[Start of section]
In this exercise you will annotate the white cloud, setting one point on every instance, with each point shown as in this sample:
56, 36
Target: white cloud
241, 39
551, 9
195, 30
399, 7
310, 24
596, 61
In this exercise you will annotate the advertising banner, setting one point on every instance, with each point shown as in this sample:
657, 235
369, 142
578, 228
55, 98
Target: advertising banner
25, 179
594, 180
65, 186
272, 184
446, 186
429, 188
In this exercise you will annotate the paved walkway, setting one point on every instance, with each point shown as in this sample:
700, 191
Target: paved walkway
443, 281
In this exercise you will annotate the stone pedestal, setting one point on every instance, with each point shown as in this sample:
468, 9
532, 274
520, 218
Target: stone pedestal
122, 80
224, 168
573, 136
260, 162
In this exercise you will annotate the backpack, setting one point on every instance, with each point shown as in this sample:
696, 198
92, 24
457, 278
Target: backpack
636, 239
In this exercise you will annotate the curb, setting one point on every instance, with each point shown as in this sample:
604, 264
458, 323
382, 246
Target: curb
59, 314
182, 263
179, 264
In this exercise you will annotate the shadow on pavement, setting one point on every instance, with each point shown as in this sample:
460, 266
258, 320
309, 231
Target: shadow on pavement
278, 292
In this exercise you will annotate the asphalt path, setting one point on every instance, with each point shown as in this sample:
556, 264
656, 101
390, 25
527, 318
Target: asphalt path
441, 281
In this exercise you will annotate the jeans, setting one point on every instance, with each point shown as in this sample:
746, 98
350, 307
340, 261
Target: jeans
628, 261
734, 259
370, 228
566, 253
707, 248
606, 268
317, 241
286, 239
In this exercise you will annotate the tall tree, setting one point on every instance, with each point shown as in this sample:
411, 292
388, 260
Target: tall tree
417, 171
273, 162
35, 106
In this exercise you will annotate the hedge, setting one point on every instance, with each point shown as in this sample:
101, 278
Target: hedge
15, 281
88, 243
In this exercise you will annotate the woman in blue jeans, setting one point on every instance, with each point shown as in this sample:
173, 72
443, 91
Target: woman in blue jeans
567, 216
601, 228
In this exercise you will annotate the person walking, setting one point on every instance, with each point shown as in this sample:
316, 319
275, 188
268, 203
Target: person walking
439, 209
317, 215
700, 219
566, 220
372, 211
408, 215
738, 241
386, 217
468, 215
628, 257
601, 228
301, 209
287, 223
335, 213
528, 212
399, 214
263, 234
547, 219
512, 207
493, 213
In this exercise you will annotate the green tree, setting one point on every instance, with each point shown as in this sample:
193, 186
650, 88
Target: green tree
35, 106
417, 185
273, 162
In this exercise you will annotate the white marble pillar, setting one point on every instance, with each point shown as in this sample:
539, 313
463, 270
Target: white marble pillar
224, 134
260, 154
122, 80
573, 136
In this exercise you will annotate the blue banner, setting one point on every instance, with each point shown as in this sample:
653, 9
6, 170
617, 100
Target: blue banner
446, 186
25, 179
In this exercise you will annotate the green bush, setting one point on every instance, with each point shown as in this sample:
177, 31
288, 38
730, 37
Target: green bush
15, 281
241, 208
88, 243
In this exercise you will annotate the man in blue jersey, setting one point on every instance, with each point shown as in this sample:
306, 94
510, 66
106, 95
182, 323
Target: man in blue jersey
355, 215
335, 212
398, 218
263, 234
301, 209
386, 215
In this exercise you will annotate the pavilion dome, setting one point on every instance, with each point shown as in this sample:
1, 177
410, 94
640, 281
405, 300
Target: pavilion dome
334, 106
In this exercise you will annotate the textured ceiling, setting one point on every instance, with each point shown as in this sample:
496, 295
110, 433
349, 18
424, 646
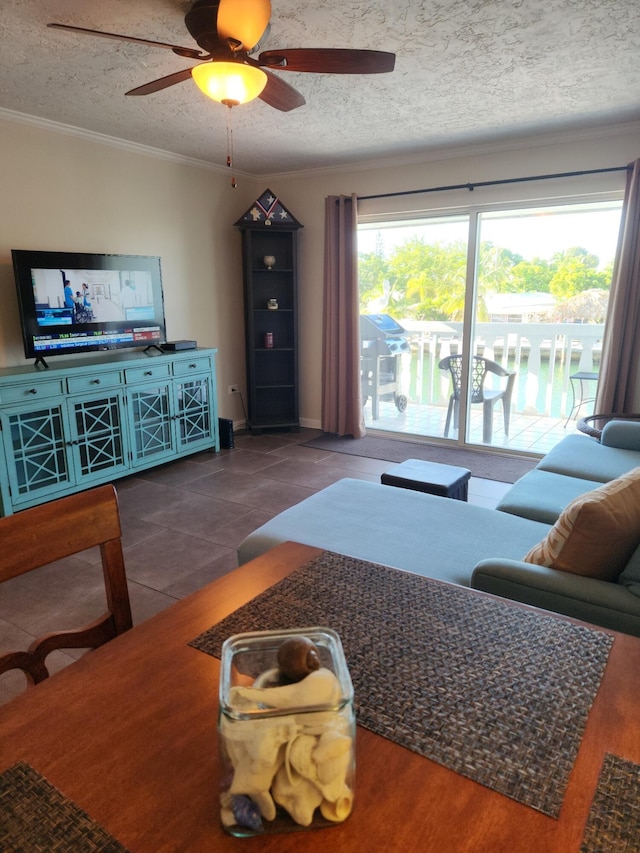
[End of section]
Problem to work on: Could you restate every entry above word for word, leaving out the pictures?

Result of the exercise:
In this exercise you will annotate the white cloud, setting one point on every instance, with each point shown as in this sample:
56, 36
Target: white cloud
241, 39
551, 9
195, 30
399, 7
310, 24
596, 61
In this exercise you will annotate the advertising banner, setting one point on every instance, with each point shown as in this sample:
657, 235
369, 142
578, 228
55, 98
Target: advertising banner
25, 179
594, 180
65, 186
272, 184
446, 186
429, 188
In this exercise you will annotate the paved walkway, setting one point on every instance, with each point shown as in this sample:
700, 191
Target: paved walkway
443, 281
In this exercise you will annotate the stone pedestal, setting one point on every instance, with each point shown as in this sample:
468, 9
532, 274
520, 218
Target: stone pedestal
122, 80
224, 168
573, 136
260, 162
In this exercise you will annotate the backpack, setting one point on every instance, with each point shown as in this sample:
696, 198
92, 24
457, 278
Target: backpack
636, 239
In this exercise you will annotate the curb, setting one point on every instance, with each point shown as in this sample:
604, 264
458, 323
382, 246
Target: curb
59, 314
182, 263
179, 264
In this exercise you will annotate the shadow on pavement, setting one point on every instance, with each point shown as in this sample:
460, 266
258, 320
309, 231
Target: shadow on pavement
278, 292
In this exercise you will annotate the asphalt path, setting one point on every instance, with each point shown as in this sample:
556, 264
656, 101
390, 25
527, 318
Target: asphalt path
441, 281
In this exercise you will annotate the jeans, setting one point on every instance, with each point shown as in this sample:
746, 98
350, 307
340, 261
Target: jeans
628, 261
734, 259
370, 228
566, 253
707, 248
606, 268
317, 241
286, 239
In this exercise you will annotate the tall tree, setting one point on every instance, with each point shown as in this sample:
411, 292
388, 260
Target: tall tree
417, 171
273, 162
35, 106
In this exercise you will annotate the hedge, setting one point on every instance, with each point shown as in this sample:
101, 278
Target: hedge
15, 281
88, 243
In this exercise you will annotate the woman in blue jeans, setting one point on every instance, with each point shown as in this sample:
173, 72
443, 91
Target: woman in blue jeans
567, 216
601, 228
In this exercise you will annotate the person walking, setting one point on every instance, with each point shown as in this sample:
316, 319
275, 188
268, 203
Target: person walking
439, 209
317, 215
700, 219
566, 220
372, 211
408, 215
738, 241
386, 217
468, 215
628, 257
601, 228
301, 209
287, 223
335, 213
528, 212
399, 214
263, 234
547, 219
512, 207
493, 213
In this exercise you will annotate the green tree, setting one point on every instance, with each point shown as in this sample:
193, 186
650, 88
Target: green tree
35, 106
417, 185
273, 162
In this exercise you will annotate the white marble pillar, setting one point on every instance, with each point shown as in this sample:
539, 313
463, 270
Target: white marble pillar
224, 134
260, 154
122, 80
573, 136
In this exercise you will annotate the blue banner, setting one point on every instance, with each point shown as in this sample:
653, 9
6, 170
617, 100
Target: blue banner
446, 186
25, 179
In this exercise you will annotate the green bush, setting one point on every instance, with each point shown as in this sample:
177, 31
288, 38
730, 37
Target: green bush
15, 281
241, 208
88, 243
In this exercise you will annotate the man in blue jersey, setting one point on every instance, with each point shown as in this sample:
306, 94
510, 66
106, 95
182, 323
Target: man in blue jersey
355, 215
335, 212
398, 218
263, 234
301, 209
386, 215
In this exercise you will annotate the pavilion dome, setting one point on every instance, with each point shown as in this sample:
1, 177
410, 94
640, 281
405, 300
Target: pavilion dome
334, 106
In this exercise you will annotate the textured ceiling, setting one point on every instance, with each point shown as in this sample:
496, 295
110, 433
349, 18
424, 646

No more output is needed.